▶ [THE TASK]: Print out each entry below exactly; do not carry over any image.

*** GIVEN ENTRIES Section Begins ***

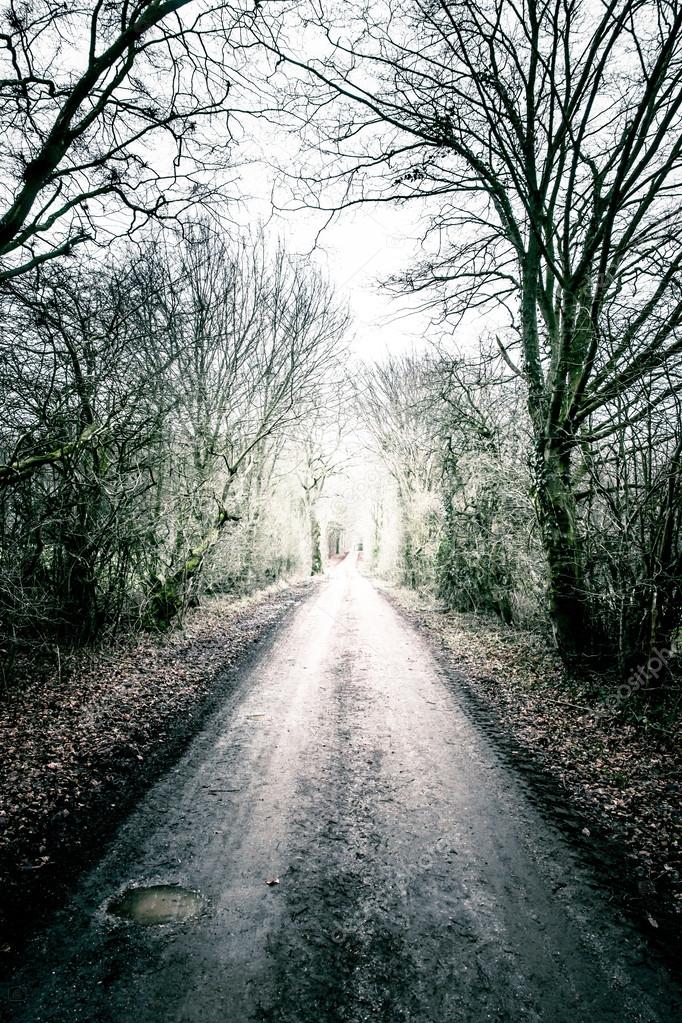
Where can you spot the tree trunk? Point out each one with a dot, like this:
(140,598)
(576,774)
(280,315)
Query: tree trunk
(169,595)
(565,585)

*** GIVEN ENTRIES Section Ends ***

▶ [ANSWER SECTION]:
Where can you spot the tree trunk? Point out each one with a dot, like this:
(140,598)
(576,774)
(280,315)
Query: tree trunk
(169,595)
(565,585)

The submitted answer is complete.